The register brings the texture of one night 76 years ago within touching distance. What will happen for other records like it?

The 1939 Register is a “wartime Domesday Book”. Vast and yet intimate, it is a picture of precisely where people in England and Wales slept on the night of 29 September 1939. Forty-one million handwritten entries record jobs, date of birth and marital status, filling books that would reach twice the height of St Paul’s Cathedral if stacked together. Refugee children who escaped Nazi-occupied Europe are listed with their adoptive families. The “Cambridge Five” Soviet spies are there. Ian Fleming gives his occupation as “stockbroker”, not novelist; Oswald Mosley is an “ex-officer, ex-MP”.

In the online version, which was published last week, the Register is feted as a powerful tool for family history. And why not: 1939 was the year when Virginia Woolf – sleeping at her country home in Sussex on the night of the 29th – wrote: “Is not anyone who has lived a life, and left a record of that life, worthy of biography – the failures as well as the successes, the humble as well as the illustrious?”

It brings the texture of one night 76 years ago within touching distance. But there is an enormous distance between the way it was made and the way it is now being sold. During National Registration Week, data was gathered by 65,000 public enumerators – often unemployed office workers – who delivered questionnaires and wrote them up. “Were it not for the fact that there is a war on,” the Daily Mail said on 26 September, “Mrs Great Britain would not be taking kindly to the man presenting himself on her doorstep this week.”

When an attempt was made to introduce a national registration scheme during the Great War, it was smeared as “Prussification”, an adoption of German bureaucratic values. In 1939, parents were just as nervous about drawing attention to children who might be conscripted. It worked the second time because it was linked to ration books. Children not on the Register might not be conscripted, but neither would they eat. Rather grimly, civil servants referred to the Register’s success as “parasitic vitality”.

[Stored items]
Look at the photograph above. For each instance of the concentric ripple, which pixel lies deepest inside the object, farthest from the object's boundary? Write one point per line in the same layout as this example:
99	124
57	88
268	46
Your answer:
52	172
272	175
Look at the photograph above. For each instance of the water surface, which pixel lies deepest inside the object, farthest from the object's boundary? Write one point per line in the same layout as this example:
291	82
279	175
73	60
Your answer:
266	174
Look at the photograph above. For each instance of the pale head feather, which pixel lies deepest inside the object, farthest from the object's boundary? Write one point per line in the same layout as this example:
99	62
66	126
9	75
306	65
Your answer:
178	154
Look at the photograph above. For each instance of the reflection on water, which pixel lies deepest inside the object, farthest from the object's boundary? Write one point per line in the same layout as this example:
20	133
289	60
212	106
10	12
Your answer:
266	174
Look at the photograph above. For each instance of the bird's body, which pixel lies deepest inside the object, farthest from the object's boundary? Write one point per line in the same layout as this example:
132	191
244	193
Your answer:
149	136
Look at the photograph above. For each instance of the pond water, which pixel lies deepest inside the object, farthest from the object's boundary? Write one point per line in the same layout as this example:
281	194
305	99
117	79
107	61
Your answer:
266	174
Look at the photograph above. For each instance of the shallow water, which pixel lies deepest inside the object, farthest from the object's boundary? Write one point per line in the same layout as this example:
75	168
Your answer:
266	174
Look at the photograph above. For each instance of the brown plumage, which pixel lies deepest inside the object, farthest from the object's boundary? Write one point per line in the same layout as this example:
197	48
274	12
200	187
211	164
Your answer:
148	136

---

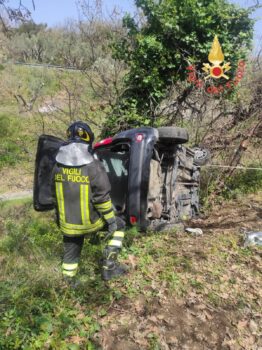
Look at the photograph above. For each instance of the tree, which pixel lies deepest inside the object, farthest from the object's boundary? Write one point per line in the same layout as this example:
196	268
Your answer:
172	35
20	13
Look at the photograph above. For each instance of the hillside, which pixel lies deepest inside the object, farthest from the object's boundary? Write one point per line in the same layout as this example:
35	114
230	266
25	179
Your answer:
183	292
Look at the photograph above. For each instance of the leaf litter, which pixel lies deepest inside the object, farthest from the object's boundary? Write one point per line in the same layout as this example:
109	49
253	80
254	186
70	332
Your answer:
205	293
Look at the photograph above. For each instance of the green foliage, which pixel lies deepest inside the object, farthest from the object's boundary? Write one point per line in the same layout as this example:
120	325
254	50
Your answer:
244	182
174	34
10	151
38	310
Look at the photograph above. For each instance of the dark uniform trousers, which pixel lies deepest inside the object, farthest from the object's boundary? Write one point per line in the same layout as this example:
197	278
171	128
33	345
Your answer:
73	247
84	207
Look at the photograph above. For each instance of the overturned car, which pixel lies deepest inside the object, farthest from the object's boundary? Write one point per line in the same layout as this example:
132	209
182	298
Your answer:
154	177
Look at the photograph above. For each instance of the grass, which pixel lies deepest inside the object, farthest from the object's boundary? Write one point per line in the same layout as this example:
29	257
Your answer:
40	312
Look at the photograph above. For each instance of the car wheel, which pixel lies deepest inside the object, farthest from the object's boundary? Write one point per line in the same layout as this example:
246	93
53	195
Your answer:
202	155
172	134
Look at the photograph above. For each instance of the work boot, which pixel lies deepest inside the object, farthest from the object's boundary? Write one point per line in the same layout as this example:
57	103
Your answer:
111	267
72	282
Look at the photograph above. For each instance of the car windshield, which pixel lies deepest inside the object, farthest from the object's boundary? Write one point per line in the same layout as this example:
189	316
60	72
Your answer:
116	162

**EXERCISE DESCRIPTION:**
Reproduce the entire passage on the 1939 Register word for word. The listing was taken from a separate source.

**FULL SOLUTION:**
The register brings the texture of one night 76 years ago within touching distance. What will happen for other records like it?

The 1939 Register is a “wartime Domesday Book”. Vast and yet intimate, it is a picture of precisely where people in England and Wales slept on the night of 29 September 1939. Forty-one million handwritten entries record jobs, date of birth and marital status, filling books that would reach twice the height of St Paul’s Cathedral if stacked together. Refugee children who escaped Nazi-occupied Europe are listed with their adoptive families. The “Cambridge Five” Soviet spies are there. Ian Fleming gives his occupation as “stockbroker”, not novelist; Oswald Mosley is an “ex-officer, ex-MP”.

In the online version, which was published last week, the Register is feted as a powerful tool for family history. And why not: 1939 was the year when Virginia Woolf – sleeping at her country home in Sussex on the night of the 29th – wrote: “Is not anyone who has lived a life, and left a record of that life, worthy of biography – the failures as well as the successes, the humble as well as the illustrious?”

It brings the texture of one night 76 years ago within touching distance. But there is an enormous distance between the way it was made and the way it is now being sold. During National Registration Week, data was gathered by 65,000 public enumerators – often unemployed office workers – who delivered questionnaires and wrote them up. “Were it not for the fact that there is a war on,” the Daily Mail said on 26 September, “Mrs Great Britain would not be taking kindly to the man presenting himself on her doorstep this week.”

When an attempt was made to introduce a national registration scheme during the Great War, it was smeared as “Prussification”, an adoption of German bureaucratic values. In 1939, parents were just as nervous about drawing attention to children who might be conscripted. It worked the second time because it was linked to ration books. Children not on the Register might not be conscripted, but neither would they eat. Rather grimly, civil servants referred to the Register’s success as “parasitic vitality”.